Reproduce every one of the rows below exactly as it appears, without changing any character.

- Data supplied
>>>>>

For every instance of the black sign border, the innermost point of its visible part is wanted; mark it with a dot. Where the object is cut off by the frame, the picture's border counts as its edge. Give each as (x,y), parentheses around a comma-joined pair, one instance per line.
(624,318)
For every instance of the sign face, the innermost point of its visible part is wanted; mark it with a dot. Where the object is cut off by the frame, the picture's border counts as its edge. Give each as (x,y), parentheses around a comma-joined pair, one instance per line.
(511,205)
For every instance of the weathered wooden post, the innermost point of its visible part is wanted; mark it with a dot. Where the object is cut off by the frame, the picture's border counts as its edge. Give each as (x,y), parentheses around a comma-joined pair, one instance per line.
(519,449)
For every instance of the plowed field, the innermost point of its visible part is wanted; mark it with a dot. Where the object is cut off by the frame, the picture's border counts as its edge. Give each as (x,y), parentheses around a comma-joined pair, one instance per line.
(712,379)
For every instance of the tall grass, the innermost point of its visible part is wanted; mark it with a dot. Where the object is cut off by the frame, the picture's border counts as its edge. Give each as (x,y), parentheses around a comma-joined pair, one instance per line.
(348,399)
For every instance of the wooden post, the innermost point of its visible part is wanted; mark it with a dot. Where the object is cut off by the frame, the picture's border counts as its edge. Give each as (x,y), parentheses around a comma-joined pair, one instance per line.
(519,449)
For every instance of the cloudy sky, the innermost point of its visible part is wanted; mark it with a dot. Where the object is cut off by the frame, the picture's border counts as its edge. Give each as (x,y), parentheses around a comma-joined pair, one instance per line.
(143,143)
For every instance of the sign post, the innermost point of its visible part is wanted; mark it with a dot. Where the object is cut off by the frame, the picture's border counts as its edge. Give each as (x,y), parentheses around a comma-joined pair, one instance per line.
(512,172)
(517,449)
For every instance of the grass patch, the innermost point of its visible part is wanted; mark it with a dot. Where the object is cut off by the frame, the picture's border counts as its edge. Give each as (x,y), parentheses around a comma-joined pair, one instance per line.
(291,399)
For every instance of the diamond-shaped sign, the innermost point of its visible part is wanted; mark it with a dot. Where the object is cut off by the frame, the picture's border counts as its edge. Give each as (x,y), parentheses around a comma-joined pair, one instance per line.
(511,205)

<<<<<

- Result for this exercise
For every instance of the black sign border, the innermost point of its visible part is wanted; mark it with a dot. Where the object is cut off by the frame, the picture's border counts as its edge. Give each as (x,y), parentheses around a comma-joined pair, one instance per line.
(624,318)
For every instance of the sign face, the innermost point of its visible part is wanted; mark it with a dot. Where the object is cut off by the frame, the picture's border counts as its edge. Give each as (x,y), parentheses around a comma-joined pair, one instance per line.
(511,205)
For every instance of the weathered wooden post, the innermost point of its visible part is wanted; mark it with a dot. Where the object is cut off by the frame, the picture's border counts as its edge. Give each as (x,y), parentheses around a comma-joined pair, one instance per line.
(519,449)
For every instance of the plowed field, the innermost point of its visible part is wanted; mark it with a dot. Where the object is cut off by the frame, the picture's border counts as its edge. Give each as (x,y), parentheses around a comma-joined pair, one instance per line.
(712,379)
For every instance of the tall grass, the innermost point of its visible part is wanted; mark it with a dot. Where the object is cut off by the frame, the picture's border counts as its edge. Give each as (x,y), parentheses around a comma-joined pair, one instance per line.
(348,399)
For every instance of the wooden post, the innermost point of its visible part is wanted; mark it with a dot. Where the object is cut off by the frame, the picture's border counts as its edge. Give each as (x,y), parentheses around a comma-joined pair, one instance per line.
(519,449)
For every instance of the cloudy sky, the innermost point of its visible part is wanted; mark it with a dot. Where the object is cut off by the frame, the picture's border counts as its edge. Give each as (x,y), parentheses around a comma-joined pair, one instance per line.
(143,143)
For every instance of the sign post, the innermost point of its visible part is wanted; mark it with a dot. Where the object is cut off by the frame, the picture's border counts as its edge. Give each as (x,y), parentheses around a comma-joined pair, one instance per line.
(512,172)
(517,449)
For every instance of the grass patch, the innermost point of its visible part is wanted; mark it with a dot. Where the object is cut off by the frame, the picture's border counts as its edge. Give each as (x,y), parentheses around a comma-joined pair, one instance per line.
(291,399)
For every instance of the diamond-shaped sign, the innermost point of its visible part is wanted; mark it with a dot. Where the object is cut off by the frame, the picture's border counts as its edge. Give each as (x,y), parentheses around a comma-joined pair, one instance per line.
(511,205)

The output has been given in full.